━━━━━ Pasaje proporcionado
Poesía
José García Nieto
Selección e
introducción de Joaquín Benito de Lucas
Fundación Banco
Santander. Madrid, 2014.
¿Qué queda de la poesía de José García Nieto a los cien años
de su nacimiento? Hay quien piensa que solo un adjetivo y un divertido capítulo
en la novela de la literatura. El adjetivo, “garcilasista”, le permite ocupar
un sitio en todas las historias de la poesía española de posguerra; al
principio representó un honor, luego se convirtió en una losa de la que no fue capaz de librarse, aunque se
pasó el resto de su vida intentándolo.
El
picaresco secreto que se escondía tras el premio Adonáis concedido en 1950 a la desconocida
poetisa Juana García Noreña pronto fue un secreto a voces. El libro. Dama de soledad, fue recibido con
unánimes elogios, incluso el exigente Juan Ramón Jiménez, allá en su exilio,
aseguró que nos encontrábamos ante una obra maestra. Gerardo Diego, presidente
del jurado, no fue menos entusiasta en el elogio: Juana García Noreña aportaba una
sensibilidad nueva a la poesía española, sus versos de amor solo los podía
haber escrito una mujer. Pero a esa mujer no la conocía nadie. Una joven
asturiana, Ángeles Fernández de la Borbolla, aspirante a escritora, habitual en
las tertulias del Gijón, afirmó que era un pseudónimo suyo, cobró el importe
del premio e incluso leyó públicamente los poemas del libro. Pero no pudo
sostener mucho tiempo el engaño y se refugió en la finca segoviana de la poeta
Alfonsa de la Torre, de la que fue secretaria y quizá amante. El autor de ese
libro premiado con el Adonáis era José García Nieto, que nunca pudo declarar su
autoría porque era miembro del jurado y con el voto que se dio a sí mismo había
derrotado a otros candidatos meritorios como Victoriano Crémer.
━━━━━━━━━━
**Ejercicios**
**1.** Imprime íntegro y sin alteraciones el texto sobre la poesía de José García Nieto.
**2.** Reproduce solo el tramo de filas que va desde la que contiene "Target: <item>horizon</item>" hasta el final de las filas, ambos extremos incluidos y con las solicitudes completas. Escala por 0,65 cada coordenada de las respuestas y redondea a enteros, con las mitades hacia arriba.
━━━━━ Material proporcionado
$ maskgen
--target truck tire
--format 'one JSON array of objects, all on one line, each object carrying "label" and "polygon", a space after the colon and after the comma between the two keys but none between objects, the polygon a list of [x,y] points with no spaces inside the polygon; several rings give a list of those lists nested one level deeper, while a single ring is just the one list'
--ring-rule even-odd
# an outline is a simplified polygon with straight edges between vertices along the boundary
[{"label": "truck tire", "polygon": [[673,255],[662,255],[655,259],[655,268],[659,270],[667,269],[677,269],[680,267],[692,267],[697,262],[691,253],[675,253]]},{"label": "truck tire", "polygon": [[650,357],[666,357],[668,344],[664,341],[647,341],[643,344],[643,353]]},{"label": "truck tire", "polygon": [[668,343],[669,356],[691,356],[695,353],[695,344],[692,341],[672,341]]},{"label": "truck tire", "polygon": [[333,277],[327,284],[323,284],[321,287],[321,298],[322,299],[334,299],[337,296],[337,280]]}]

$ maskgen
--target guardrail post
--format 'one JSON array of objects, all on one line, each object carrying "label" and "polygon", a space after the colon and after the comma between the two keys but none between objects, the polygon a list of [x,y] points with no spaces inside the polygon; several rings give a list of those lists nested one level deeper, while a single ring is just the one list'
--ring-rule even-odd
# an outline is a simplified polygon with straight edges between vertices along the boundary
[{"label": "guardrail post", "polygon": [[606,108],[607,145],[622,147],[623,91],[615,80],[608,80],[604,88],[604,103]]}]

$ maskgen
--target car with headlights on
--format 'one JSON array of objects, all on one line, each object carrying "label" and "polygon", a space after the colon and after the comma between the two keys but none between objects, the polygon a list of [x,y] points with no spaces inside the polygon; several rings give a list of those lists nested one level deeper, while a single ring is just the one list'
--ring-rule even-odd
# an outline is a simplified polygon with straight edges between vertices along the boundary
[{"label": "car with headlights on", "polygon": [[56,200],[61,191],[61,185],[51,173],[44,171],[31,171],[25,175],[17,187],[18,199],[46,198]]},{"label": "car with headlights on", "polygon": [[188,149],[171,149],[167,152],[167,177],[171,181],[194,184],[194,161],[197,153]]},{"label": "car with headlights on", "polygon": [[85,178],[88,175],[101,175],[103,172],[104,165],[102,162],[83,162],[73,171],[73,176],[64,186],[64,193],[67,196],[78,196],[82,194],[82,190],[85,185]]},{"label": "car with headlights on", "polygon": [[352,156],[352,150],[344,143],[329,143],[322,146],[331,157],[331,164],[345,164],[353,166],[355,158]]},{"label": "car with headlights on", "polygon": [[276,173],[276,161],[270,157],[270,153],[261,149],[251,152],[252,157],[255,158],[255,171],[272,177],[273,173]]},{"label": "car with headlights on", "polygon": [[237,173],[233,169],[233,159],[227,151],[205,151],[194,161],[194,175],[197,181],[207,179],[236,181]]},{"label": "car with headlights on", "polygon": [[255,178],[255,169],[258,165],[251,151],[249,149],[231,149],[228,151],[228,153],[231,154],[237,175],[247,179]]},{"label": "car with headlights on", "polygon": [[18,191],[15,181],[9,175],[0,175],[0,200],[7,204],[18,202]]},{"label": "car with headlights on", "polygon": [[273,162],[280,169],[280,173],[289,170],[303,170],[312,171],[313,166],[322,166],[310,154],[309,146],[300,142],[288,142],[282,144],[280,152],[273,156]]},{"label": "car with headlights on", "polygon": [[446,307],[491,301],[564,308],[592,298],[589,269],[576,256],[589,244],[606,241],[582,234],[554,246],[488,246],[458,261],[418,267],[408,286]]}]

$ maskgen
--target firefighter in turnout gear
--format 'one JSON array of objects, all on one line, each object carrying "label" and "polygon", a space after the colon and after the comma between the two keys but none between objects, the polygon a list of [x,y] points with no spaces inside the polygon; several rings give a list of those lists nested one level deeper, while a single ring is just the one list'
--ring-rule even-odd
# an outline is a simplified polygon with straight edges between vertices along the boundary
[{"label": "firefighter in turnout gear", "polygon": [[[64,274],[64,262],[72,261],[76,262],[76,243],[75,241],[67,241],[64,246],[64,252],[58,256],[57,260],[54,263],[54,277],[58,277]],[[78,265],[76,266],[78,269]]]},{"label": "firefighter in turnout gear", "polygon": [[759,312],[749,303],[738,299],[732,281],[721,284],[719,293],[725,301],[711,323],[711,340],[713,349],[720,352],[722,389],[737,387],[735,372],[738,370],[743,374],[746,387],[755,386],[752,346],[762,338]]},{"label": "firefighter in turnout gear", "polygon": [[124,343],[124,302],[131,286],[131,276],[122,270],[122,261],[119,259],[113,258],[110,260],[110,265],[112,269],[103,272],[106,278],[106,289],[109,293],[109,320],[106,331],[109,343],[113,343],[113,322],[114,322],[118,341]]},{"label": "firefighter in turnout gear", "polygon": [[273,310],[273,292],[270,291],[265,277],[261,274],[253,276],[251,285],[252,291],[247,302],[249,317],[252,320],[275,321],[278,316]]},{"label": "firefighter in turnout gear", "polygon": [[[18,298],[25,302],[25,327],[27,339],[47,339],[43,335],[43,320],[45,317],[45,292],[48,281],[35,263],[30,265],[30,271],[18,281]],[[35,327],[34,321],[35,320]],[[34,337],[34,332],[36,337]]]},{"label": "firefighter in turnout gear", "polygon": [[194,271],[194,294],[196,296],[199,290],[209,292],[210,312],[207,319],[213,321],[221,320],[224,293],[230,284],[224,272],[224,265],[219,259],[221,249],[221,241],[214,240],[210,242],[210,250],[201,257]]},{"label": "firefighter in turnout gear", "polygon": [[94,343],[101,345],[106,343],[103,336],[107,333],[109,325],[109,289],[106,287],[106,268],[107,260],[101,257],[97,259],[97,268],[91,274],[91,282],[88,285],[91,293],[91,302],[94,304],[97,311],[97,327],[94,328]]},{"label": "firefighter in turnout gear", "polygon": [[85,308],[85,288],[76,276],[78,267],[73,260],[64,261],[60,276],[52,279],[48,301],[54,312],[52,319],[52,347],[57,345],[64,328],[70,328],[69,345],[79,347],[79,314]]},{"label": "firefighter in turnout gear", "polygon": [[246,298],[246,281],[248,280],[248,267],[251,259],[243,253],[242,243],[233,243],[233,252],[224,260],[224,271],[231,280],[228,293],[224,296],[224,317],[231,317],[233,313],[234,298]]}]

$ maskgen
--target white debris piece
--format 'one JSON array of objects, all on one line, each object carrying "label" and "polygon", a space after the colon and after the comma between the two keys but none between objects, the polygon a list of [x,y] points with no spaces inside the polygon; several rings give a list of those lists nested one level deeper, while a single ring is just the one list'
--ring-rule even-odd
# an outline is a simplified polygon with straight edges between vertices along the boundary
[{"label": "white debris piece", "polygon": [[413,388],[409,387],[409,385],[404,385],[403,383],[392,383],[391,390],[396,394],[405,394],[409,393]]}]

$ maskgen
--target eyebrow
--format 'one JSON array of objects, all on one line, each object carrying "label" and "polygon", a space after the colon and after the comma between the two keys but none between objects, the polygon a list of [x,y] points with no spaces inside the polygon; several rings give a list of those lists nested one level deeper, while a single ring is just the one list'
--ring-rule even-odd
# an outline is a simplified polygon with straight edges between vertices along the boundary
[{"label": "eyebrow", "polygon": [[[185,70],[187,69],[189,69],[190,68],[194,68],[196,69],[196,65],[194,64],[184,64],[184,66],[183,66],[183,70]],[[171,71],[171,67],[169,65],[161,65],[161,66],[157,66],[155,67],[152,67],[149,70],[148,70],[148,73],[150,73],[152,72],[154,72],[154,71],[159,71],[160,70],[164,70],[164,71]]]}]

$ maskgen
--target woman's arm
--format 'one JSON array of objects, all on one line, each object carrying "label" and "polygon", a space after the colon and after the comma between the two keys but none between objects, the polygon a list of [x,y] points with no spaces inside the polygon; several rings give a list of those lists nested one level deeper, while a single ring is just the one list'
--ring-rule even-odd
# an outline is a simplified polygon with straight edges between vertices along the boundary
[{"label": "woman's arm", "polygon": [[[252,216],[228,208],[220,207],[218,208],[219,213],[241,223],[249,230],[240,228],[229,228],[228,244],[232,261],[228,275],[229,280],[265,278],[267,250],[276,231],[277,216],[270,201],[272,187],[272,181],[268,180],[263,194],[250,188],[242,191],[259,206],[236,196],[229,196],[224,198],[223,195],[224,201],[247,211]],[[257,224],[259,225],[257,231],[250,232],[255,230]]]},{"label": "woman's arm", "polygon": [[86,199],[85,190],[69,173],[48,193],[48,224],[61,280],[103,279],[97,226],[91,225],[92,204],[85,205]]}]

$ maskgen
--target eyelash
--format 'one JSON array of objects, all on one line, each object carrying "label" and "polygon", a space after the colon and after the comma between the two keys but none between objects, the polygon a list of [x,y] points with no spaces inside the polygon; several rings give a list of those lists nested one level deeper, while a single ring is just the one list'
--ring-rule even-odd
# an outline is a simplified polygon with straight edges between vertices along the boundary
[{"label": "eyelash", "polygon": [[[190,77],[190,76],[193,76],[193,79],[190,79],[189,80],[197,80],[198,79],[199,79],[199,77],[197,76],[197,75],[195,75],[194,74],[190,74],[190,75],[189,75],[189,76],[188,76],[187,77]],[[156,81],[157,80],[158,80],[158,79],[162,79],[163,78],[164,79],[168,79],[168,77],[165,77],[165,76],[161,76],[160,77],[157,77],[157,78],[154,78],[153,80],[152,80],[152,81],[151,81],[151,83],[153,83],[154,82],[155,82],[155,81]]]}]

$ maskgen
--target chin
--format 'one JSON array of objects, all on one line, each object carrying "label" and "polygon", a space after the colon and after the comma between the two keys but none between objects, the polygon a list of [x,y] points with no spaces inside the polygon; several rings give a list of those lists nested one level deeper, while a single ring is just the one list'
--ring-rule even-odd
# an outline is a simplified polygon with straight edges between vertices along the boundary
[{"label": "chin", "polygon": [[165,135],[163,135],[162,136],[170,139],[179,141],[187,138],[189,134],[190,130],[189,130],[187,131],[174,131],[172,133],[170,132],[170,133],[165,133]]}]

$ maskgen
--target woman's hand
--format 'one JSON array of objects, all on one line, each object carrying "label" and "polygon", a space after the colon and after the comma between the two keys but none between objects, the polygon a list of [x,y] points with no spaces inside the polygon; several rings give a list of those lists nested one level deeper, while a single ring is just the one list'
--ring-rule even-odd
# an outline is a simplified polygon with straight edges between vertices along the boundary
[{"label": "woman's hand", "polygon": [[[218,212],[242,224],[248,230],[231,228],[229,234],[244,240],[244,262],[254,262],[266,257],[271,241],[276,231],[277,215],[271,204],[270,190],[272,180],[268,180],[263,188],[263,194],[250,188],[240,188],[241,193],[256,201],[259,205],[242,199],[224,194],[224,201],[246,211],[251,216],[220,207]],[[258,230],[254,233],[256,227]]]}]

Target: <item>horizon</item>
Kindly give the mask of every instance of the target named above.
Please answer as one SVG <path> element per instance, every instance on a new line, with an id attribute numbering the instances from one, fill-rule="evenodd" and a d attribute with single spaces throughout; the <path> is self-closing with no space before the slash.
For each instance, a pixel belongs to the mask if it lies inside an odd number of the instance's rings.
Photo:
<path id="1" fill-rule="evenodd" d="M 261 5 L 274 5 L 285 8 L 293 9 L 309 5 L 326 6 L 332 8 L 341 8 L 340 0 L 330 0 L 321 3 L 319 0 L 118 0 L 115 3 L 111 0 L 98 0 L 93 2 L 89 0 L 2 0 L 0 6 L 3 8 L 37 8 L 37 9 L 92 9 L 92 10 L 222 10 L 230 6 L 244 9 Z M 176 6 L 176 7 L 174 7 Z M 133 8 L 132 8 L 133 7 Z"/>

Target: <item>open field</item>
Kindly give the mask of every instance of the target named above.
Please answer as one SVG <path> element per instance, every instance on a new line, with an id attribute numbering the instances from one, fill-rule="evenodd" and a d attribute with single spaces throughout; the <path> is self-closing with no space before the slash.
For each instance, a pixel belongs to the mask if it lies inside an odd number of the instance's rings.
━━━━━━━━━━
**Resultados por tarea**
**1.**
Poesía
José García Nieto
Selección e
introducción de Joaquín Benito de Lucas
Fundación Banco
Santander. Madrid, 2014.
¿Qué queda de la poesía de José García Nieto a los cien años
de su nacimiento? Hay quien piensa que solo un adjetivo y un divertido capítulo
en la novela de la literatura. El adjetivo, “garcilasista”, le permite ocupar
un sitio en todas las historias de la poesía española de posguerra; al
principio representó un honor, luego se convirtió en una losa de la que no fue capaz de librarse, aunque se
pasó el resto de su vida intentándolo.
El
picaresco secreto que se escondía tras el premio Adonáis concedido en 1950 a la desconocida
poetisa Juana García Noreña pronto fue un secreto a voces. El libro. Dama de soledad, fue recibido con
unánimes elogios, incluso el exigente Juan Ramón Jiménez, allá en su exilio,
aseguró que nos encontrábamos ante una obra maestra. Gerardo Diego, presidente
del jurado, no fue menos entusiasta en el elogio: Juana García Noreña aportaba una
sensibilidad nueva a la poesía española, sus versos de amor solo los podía
haber escrito una mujer. Pero a esa mujer no la conocía nadie. Una joven
asturiana, Ángeles Fernández de la Borbolla, aspirante a escritora, habitual en
las tertulias del Gijón, afirmó que era un pseudónimo suyo, cobró el importe
del premio e incluso leyó públicamente los poemas del libro. Pero no pudo
sostener mucho tiempo el engaño y se refugió en la finca segoviana de la poeta
Alfonsa de la Torre, de la que fue secretaria y quizá amante. El autor de ese
libro premiado con el Adonáis era José García Nieto, que nunca pudo declarar su
autoría porque era miembro del jurado y con el voto que se dio a sí mismo había
derrotado a otros candidatos meritorios como Victoriano Crémer.

**2.**
Target: <item>horizon</item>
Kindly give the mask of every instance of the target named above.
Please answer as one SVG <path> element per instance, every instance on a new line, with an id attribute numbering the instances from one, fill-rule="evenodd" and a d attribute with single spaces throughout; the <path> is self-closing with no space before the slash.
For each instance, a pixel belongs to the mask if it lies inside an odd number of the instance's rings.
Photo:
<path id="1" fill-rule="evenodd" d="M 170 3 L 178 3 L 185 5 L 190 6 L 201 3 L 212 4 L 216 5 L 222 5 L 221 0 L 215 0 L 209 2 L 207 0 L 77 0 L 75 2 L 72 0 L 64 0 L 60 1 L 58 0 L 1 0 L 0 4 L 2 5 L 24 5 L 24 6 L 60 6 L 60 7 L 144 7 L 150 4 L 159 6 Z M 114 4 L 114 5 L 113 5 Z M 86 5 L 86 5 L 86 5 Z"/>

Target: <item>open field</item>
Kindly give the mask of every instance of the target named above.
Please answer as one SVG <path> element per instance, every instance on a new line, with an id attribute numbering the instances from one, fill-rule="evenodd" and a d attribute with single spaces throughout; the <path> is self-closing with no space before the slash.
For each instance, a pixel belongs to the mask if it lies inside an odd number of the instance's rings.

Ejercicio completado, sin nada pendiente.